> _ABOUT THIS TASK_:
Your task is to retype, word for word, the lines from the start of the data through the line holding "Point out the wispy cloud in this photo.". Do not include the pictures.
:: INFORMATION GIVEN
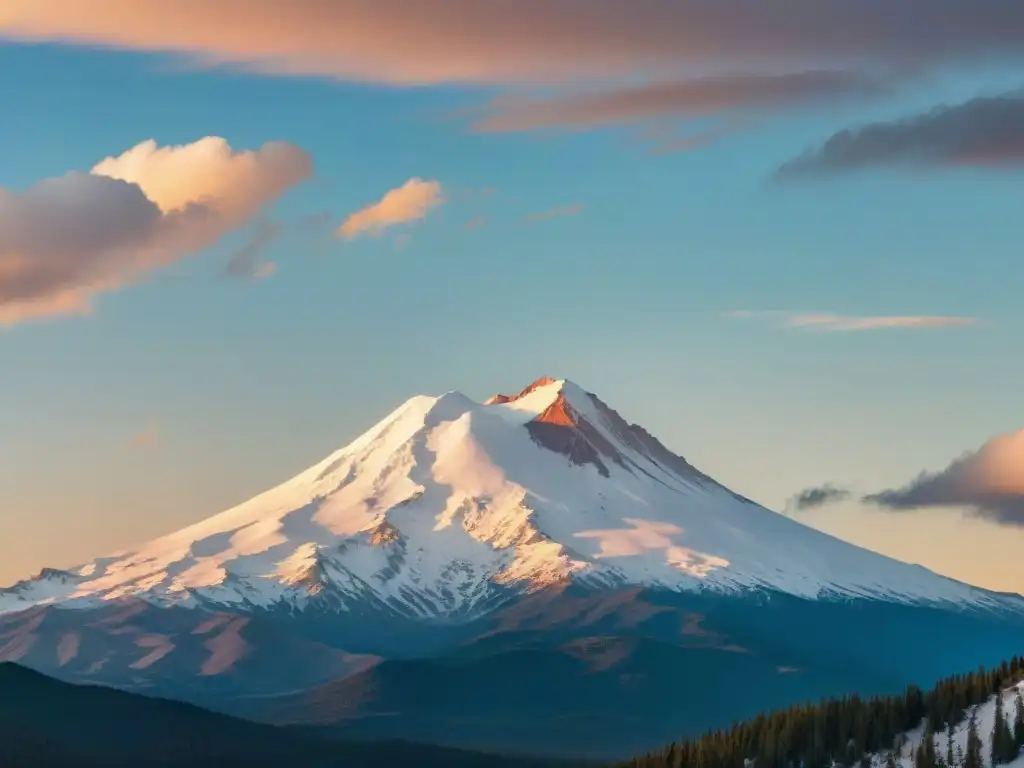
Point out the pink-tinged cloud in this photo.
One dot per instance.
(414, 41)
(988, 482)
(873, 323)
(553, 213)
(681, 98)
(411, 202)
(830, 322)
(133, 213)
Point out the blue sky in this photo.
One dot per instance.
(241, 383)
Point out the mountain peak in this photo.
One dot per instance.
(501, 399)
(448, 503)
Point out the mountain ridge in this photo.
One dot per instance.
(449, 507)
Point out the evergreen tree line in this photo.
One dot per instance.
(845, 731)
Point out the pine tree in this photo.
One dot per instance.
(926, 757)
(1004, 749)
(1019, 721)
(973, 757)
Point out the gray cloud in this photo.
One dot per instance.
(248, 261)
(984, 132)
(681, 98)
(987, 483)
(817, 497)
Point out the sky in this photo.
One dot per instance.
(782, 237)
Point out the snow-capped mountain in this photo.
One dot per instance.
(448, 508)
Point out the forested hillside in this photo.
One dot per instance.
(945, 727)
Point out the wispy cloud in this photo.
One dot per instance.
(132, 214)
(681, 98)
(984, 132)
(819, 496)
(987, 482)
(408, 41)
(411, 202)
(552, 213)
(248, 261)
(849, 323)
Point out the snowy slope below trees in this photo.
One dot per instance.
(449, 507)
(984, 716)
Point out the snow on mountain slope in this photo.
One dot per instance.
(985, 719)
(448, 505)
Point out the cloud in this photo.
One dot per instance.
(409, 41)
(681, 98)
(875, 323)
(411, 202)
(248, 261)
(131, 214)
(988, 482)
(817, 497)
(830, 322)
(983, 132)
(551, 213)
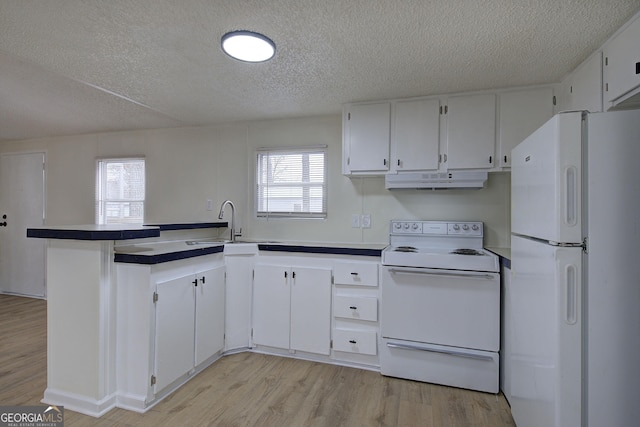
::::
> _ANSWER TO THIS TASK_:
Point out the pink-tinged cloud in this photo.
One dot per instance.
(414, 41)
(988, 482)
(873, 323)
(553, 213)
(681, 98)
(411, 202)
(830, 322)
(133, 213)
Point out the blue sky in this photo.
One dot per instance.
(241, 383)
Point out the mountain peak in this photo.
One dot per instance.
(501, 399)
(448, 503)
Point out the mountain ridge in this photo.
One dot per instance.
(449, 507)
Point out the evergreen tree line in this photo.
One dot per instance.
(845, 731)
Point out the pine tree in this photo.
One dot per instance.
(926, 757)
(1004, 749)
(1019, 721)
(973, 757)
Point out the gray cloud in this photo.
One dot per instance.
(248, 261)
(984, 132)
(681, 98)
(987, 483)
(817, 497)
Point out the sky in this photo.
One dot per instance.
(782, 237)
Point out the snow-capped mountain in this photo.
One dot per instance.
(448, 508)
Point out the forested hillside in this photo.
One dot per instance.
(945, 727)
Point out the wispy cloud in this photo.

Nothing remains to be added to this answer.